Requisitos do problema: Transforme em lista numerada as linhas entre a que contém "Objective — one point per instance of the cloudy" e a que contém "Target: cloudy sky", incluindo as duas e deixando de fora as linhas em branco.

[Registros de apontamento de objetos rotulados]
==============================

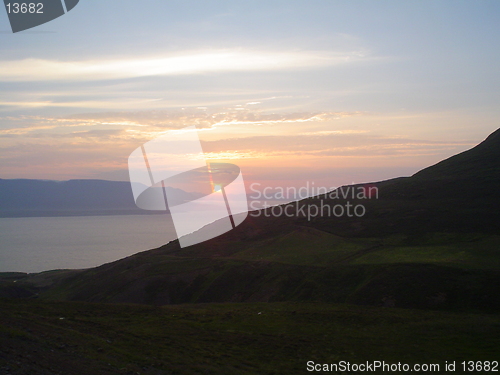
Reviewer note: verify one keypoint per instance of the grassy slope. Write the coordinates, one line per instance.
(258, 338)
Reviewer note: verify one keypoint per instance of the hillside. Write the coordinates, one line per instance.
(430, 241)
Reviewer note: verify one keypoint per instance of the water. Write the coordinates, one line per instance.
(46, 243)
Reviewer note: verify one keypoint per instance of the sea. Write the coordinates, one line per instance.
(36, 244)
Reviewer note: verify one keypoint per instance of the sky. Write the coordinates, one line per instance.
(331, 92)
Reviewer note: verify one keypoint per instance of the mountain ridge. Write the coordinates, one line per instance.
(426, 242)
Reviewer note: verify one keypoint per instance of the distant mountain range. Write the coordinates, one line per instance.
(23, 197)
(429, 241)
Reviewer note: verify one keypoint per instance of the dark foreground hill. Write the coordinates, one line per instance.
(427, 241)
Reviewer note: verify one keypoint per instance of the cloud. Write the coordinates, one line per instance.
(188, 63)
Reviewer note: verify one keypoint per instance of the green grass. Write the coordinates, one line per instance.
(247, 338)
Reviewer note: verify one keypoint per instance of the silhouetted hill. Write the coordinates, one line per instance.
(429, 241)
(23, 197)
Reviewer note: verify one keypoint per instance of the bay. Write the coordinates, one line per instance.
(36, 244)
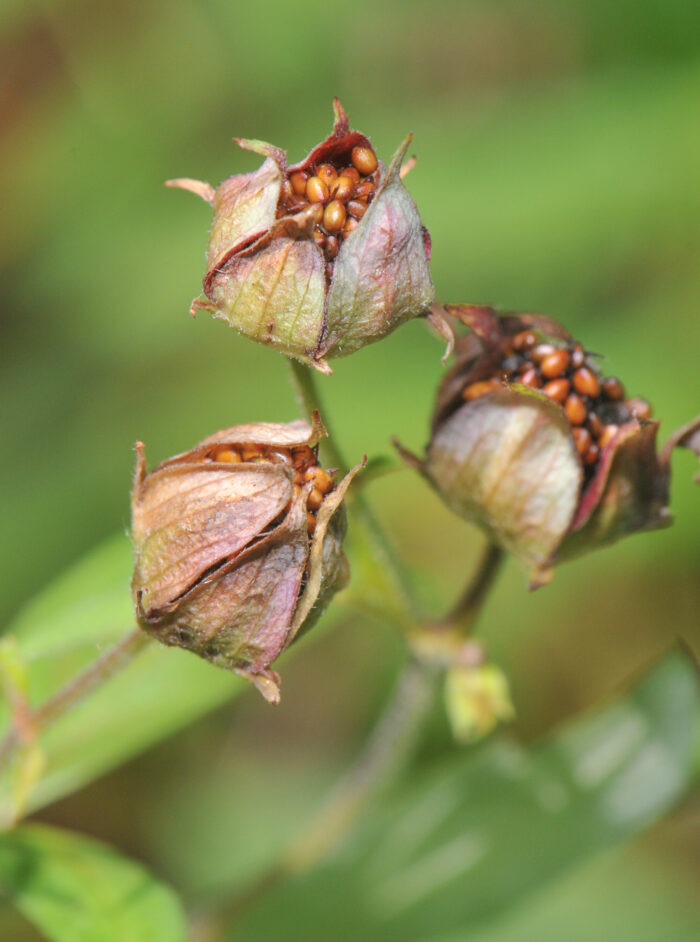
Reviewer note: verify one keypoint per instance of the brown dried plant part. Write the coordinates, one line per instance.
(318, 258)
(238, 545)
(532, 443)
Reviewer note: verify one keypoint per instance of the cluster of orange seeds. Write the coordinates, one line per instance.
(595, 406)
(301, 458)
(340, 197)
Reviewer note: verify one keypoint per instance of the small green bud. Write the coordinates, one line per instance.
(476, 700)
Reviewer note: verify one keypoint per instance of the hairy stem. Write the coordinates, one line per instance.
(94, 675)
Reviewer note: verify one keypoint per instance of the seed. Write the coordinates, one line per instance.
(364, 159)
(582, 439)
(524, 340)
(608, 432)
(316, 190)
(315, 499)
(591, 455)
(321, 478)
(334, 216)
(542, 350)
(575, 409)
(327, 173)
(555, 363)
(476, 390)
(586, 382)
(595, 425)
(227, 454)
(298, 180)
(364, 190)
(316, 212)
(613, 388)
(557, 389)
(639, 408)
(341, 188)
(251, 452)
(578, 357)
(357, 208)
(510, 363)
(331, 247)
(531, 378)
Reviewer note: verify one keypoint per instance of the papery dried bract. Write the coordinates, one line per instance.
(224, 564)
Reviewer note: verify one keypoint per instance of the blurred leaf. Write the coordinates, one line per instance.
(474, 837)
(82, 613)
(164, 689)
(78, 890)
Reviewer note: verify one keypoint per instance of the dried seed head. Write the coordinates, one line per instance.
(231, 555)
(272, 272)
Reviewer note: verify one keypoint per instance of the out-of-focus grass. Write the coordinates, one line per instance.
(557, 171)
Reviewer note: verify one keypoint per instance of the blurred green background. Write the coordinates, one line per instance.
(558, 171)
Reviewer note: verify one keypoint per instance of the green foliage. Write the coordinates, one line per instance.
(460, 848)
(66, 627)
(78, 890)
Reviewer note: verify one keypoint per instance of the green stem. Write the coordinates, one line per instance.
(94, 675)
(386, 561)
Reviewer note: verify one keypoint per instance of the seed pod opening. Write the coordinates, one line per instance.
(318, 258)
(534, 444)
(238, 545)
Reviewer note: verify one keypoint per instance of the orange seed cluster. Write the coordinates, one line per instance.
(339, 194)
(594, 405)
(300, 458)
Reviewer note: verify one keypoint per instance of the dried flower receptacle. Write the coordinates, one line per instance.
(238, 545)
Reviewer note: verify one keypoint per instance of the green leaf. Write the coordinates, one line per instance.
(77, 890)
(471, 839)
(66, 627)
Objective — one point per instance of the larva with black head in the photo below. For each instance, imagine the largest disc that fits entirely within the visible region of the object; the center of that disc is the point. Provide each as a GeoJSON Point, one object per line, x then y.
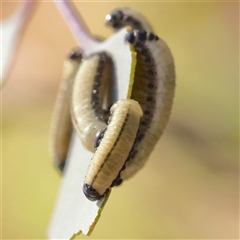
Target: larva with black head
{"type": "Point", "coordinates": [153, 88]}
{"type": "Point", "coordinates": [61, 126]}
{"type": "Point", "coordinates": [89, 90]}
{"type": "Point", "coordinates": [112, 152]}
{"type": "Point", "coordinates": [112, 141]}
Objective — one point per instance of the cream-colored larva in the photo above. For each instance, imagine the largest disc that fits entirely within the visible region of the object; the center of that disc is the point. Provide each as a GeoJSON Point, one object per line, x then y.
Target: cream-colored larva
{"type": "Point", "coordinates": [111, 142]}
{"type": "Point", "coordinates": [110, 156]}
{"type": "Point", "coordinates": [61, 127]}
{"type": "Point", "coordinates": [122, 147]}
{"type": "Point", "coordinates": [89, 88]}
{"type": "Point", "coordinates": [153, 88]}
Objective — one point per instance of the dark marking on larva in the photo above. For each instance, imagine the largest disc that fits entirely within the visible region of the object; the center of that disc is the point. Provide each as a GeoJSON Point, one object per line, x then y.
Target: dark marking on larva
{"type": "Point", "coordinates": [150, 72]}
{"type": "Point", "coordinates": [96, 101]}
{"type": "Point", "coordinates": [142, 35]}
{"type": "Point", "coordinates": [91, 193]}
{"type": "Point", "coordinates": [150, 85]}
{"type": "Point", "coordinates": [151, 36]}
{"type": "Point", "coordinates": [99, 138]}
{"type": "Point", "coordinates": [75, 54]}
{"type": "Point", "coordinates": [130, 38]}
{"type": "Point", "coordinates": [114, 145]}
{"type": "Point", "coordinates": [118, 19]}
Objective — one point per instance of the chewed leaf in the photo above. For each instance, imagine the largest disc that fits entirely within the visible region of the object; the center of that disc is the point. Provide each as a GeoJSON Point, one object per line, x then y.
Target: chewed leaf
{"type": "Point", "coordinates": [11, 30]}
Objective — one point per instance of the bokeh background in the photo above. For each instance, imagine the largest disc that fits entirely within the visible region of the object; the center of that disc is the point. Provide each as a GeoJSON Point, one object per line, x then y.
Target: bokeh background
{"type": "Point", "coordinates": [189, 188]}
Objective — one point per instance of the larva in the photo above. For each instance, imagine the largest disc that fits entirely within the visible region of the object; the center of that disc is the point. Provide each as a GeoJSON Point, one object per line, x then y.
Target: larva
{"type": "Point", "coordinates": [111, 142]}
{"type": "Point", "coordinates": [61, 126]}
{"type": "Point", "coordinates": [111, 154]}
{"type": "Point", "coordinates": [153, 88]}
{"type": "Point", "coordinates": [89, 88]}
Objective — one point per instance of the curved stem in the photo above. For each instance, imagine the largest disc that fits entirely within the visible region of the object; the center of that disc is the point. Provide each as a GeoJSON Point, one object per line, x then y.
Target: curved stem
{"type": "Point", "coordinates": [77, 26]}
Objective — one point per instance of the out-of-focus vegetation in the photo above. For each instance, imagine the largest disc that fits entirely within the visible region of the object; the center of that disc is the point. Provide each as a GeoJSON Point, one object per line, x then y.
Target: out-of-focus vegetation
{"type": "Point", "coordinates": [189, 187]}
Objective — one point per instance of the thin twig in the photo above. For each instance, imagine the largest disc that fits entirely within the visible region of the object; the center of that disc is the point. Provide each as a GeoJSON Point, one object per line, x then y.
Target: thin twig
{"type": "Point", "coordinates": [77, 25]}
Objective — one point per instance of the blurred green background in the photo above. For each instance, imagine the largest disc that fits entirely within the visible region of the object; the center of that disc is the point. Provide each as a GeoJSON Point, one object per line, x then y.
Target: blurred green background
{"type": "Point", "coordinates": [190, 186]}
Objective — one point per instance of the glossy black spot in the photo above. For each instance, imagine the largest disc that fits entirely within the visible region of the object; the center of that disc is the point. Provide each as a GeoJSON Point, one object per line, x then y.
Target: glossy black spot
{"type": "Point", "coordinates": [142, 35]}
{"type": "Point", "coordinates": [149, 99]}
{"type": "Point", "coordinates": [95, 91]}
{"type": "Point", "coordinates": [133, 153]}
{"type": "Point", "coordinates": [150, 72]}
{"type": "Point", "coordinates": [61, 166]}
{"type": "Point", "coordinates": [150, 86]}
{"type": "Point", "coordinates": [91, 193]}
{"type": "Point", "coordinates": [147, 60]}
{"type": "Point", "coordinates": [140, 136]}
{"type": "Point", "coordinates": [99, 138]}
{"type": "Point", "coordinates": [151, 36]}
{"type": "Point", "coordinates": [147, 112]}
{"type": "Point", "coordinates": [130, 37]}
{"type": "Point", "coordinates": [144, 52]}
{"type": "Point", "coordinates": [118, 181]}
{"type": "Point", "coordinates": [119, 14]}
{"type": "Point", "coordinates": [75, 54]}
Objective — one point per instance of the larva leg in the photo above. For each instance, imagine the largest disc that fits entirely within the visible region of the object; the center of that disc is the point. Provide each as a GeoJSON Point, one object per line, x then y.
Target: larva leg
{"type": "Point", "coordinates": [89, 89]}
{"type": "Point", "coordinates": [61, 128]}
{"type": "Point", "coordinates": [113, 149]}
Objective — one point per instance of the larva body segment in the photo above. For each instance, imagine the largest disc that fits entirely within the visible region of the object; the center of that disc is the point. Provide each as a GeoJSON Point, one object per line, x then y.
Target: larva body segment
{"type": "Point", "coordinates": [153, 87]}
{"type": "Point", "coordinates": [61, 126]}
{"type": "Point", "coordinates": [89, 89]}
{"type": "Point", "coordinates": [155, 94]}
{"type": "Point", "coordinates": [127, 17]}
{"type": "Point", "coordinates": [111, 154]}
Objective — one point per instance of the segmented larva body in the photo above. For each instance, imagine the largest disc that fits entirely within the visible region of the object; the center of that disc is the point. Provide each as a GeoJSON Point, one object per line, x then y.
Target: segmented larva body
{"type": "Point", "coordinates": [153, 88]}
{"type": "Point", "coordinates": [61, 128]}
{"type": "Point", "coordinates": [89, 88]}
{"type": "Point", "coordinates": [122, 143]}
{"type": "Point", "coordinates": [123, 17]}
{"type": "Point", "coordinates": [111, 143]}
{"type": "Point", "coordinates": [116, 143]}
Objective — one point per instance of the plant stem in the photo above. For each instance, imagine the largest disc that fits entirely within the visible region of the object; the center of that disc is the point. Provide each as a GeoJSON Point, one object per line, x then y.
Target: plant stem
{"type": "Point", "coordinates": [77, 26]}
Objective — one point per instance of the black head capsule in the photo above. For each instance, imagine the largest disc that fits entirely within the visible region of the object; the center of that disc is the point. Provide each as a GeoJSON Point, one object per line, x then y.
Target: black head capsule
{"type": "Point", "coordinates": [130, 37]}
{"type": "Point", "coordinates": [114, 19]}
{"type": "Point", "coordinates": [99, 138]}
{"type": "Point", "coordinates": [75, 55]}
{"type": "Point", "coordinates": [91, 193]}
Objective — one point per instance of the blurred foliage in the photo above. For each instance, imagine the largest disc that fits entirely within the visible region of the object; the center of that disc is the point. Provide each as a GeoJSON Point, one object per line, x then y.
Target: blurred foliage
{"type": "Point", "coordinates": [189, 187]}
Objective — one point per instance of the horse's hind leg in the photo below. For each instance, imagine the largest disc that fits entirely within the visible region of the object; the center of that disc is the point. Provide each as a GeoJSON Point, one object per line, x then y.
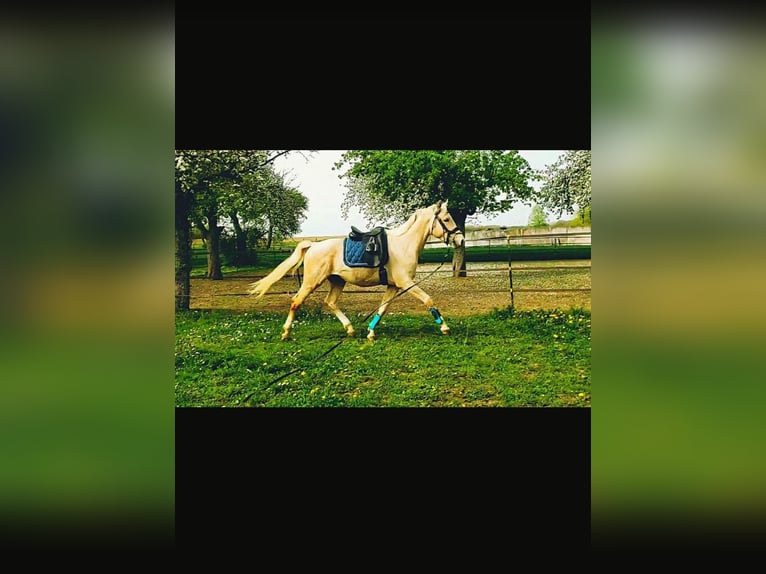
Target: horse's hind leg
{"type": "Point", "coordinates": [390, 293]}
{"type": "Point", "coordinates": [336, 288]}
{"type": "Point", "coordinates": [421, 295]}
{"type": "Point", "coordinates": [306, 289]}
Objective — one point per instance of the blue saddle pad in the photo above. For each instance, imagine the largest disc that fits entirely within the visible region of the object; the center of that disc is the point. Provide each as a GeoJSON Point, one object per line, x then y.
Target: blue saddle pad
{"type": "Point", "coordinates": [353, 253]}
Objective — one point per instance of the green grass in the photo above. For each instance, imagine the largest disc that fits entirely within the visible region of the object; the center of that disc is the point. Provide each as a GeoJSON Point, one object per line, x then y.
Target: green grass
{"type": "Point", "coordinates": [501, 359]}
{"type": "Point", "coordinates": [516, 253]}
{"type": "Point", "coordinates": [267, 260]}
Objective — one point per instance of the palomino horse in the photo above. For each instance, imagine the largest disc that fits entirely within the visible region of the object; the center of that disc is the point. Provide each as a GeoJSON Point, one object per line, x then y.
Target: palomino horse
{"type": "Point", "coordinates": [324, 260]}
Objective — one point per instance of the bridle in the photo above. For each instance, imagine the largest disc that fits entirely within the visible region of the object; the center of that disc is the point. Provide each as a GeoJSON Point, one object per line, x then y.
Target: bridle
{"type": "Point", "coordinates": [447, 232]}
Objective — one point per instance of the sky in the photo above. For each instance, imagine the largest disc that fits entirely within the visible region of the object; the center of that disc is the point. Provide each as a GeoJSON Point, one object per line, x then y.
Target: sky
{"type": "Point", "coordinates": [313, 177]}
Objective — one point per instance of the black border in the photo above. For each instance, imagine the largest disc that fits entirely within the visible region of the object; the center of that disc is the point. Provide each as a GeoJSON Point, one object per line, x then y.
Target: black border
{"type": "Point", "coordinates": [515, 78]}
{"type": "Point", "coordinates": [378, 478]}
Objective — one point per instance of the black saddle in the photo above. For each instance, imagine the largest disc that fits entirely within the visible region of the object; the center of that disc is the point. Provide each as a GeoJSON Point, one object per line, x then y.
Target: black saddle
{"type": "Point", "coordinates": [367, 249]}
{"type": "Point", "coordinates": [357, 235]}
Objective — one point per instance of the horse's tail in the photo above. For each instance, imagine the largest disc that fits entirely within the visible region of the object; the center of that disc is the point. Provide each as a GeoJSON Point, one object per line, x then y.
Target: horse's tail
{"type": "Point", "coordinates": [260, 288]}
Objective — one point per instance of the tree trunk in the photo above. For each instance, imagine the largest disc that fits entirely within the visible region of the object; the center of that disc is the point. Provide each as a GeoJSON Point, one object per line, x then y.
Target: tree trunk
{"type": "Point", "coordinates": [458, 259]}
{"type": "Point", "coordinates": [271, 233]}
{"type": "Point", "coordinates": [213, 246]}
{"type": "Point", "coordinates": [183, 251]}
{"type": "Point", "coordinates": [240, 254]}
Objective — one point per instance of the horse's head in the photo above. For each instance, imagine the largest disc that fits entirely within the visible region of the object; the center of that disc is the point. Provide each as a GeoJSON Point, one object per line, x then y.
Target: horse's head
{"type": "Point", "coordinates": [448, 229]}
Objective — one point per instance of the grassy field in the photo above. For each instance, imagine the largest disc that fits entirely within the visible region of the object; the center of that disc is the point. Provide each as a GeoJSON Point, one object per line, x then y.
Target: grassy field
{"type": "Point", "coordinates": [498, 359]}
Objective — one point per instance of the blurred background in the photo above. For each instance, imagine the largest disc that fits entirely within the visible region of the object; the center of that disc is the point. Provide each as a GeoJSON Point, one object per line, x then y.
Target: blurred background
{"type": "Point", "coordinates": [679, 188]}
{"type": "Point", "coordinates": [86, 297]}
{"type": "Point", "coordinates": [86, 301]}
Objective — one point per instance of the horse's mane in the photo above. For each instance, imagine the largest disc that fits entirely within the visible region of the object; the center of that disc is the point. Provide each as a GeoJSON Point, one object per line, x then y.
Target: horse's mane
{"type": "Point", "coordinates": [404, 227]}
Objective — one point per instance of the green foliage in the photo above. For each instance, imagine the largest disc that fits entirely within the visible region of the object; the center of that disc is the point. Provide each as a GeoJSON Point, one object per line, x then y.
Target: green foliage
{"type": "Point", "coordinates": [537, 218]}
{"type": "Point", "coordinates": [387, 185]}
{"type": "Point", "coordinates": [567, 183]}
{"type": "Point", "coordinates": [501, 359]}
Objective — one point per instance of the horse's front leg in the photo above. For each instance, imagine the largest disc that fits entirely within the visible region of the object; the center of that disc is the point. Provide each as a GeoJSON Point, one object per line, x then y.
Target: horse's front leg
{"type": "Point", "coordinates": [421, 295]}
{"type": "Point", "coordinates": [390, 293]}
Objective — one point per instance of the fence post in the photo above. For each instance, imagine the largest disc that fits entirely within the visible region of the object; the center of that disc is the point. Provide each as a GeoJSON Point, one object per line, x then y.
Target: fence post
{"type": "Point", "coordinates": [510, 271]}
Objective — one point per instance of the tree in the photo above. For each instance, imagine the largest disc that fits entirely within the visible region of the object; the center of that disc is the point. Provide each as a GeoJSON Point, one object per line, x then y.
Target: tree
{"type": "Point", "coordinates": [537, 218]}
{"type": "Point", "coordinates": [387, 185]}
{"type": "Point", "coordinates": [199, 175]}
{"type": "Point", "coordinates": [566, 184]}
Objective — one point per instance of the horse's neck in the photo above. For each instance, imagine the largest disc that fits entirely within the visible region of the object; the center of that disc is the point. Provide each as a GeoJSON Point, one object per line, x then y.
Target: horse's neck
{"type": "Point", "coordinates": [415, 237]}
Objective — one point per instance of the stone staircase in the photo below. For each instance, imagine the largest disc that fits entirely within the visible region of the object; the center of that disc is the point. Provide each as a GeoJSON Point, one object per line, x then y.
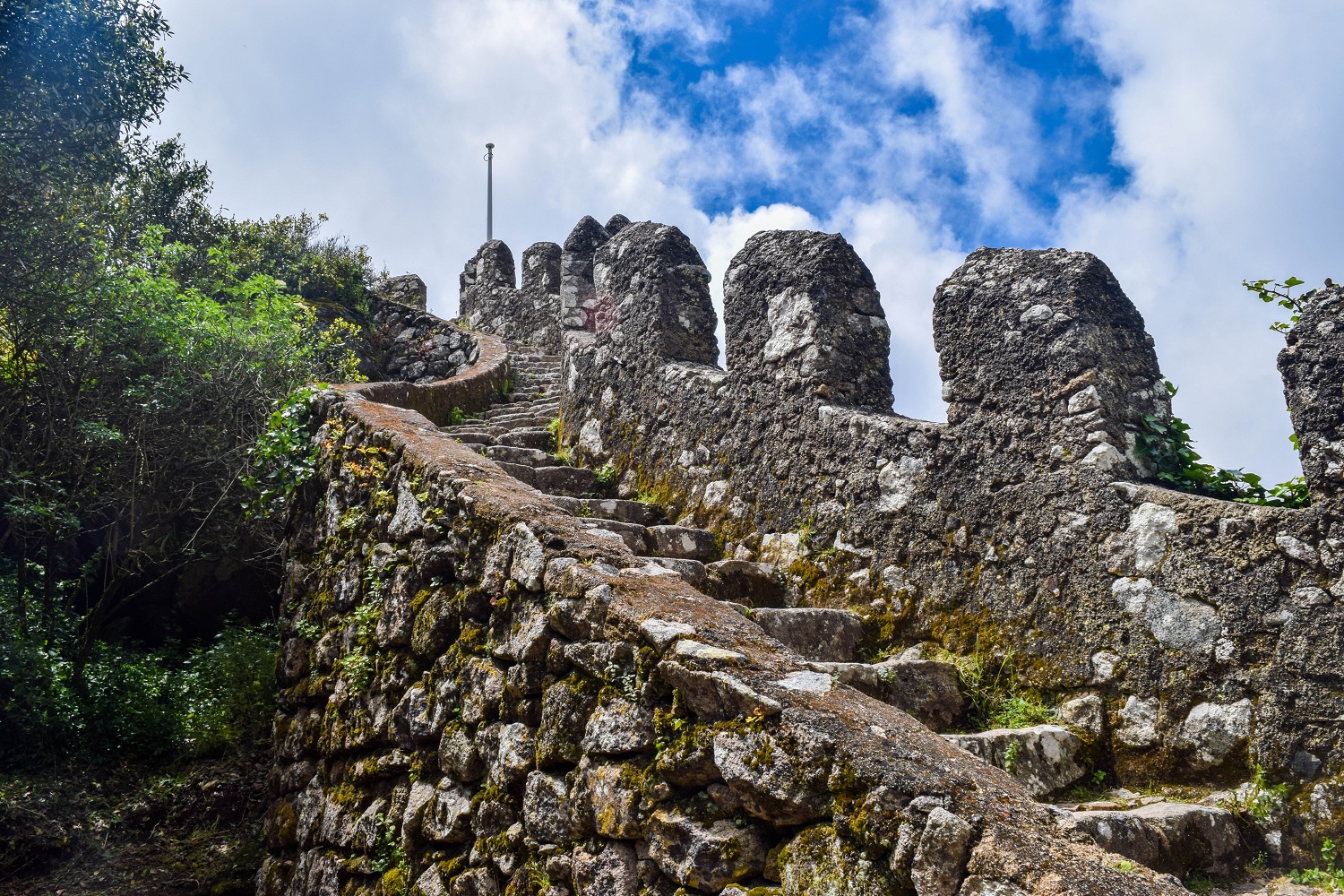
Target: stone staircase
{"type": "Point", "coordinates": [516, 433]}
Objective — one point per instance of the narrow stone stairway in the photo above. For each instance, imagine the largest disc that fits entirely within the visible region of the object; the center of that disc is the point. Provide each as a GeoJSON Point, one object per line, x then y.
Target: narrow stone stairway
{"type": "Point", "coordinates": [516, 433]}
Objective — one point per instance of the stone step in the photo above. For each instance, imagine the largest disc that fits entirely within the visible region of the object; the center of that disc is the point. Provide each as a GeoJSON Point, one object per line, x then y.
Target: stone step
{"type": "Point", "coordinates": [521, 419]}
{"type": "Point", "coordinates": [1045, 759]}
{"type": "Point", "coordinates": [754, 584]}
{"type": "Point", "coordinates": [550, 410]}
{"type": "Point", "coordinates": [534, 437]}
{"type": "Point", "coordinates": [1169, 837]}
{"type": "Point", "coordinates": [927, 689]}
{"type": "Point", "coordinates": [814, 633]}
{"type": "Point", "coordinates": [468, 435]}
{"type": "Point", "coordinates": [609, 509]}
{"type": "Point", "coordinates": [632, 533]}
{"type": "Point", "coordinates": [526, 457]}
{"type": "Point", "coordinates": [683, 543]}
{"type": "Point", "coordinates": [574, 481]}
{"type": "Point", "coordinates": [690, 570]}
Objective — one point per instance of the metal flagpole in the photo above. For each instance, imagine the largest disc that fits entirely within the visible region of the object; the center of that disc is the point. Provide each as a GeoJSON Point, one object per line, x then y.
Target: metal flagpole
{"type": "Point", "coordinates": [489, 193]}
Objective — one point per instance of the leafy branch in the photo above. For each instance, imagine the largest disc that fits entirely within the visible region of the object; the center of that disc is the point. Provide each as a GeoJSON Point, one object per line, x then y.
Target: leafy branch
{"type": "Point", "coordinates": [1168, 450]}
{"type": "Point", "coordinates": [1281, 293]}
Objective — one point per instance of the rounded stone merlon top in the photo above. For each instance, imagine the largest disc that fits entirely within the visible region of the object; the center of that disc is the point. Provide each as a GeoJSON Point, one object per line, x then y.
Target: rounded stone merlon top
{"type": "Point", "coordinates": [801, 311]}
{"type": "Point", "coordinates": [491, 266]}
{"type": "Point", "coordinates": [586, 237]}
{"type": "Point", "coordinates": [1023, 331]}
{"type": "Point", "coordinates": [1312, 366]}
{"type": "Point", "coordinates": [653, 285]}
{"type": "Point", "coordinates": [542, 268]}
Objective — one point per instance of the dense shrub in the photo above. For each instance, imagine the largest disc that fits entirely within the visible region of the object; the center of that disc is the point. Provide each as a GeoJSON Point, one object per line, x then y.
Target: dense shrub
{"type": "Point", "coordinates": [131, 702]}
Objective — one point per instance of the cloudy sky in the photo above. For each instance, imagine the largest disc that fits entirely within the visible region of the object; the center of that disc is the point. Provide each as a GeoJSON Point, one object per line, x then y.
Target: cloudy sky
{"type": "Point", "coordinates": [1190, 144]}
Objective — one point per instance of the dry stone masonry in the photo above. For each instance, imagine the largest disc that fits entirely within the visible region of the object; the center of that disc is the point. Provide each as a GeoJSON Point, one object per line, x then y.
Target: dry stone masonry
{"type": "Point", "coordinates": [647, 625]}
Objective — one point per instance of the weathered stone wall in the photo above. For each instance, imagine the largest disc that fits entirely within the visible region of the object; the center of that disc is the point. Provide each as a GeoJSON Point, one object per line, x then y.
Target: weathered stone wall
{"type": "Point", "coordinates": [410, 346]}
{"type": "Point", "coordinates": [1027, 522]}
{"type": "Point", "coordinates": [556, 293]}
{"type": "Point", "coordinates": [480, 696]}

==============================

A resposta:
1. Objective — one point per instance of the cloudy sky in the photo above. For each instance, imagine the largest disc that fits entirely within the visible region of the object; the center of that disc is the point. Provide each as a GeoJSON Point, one object per line, x then y.
2. Target: cloudy sky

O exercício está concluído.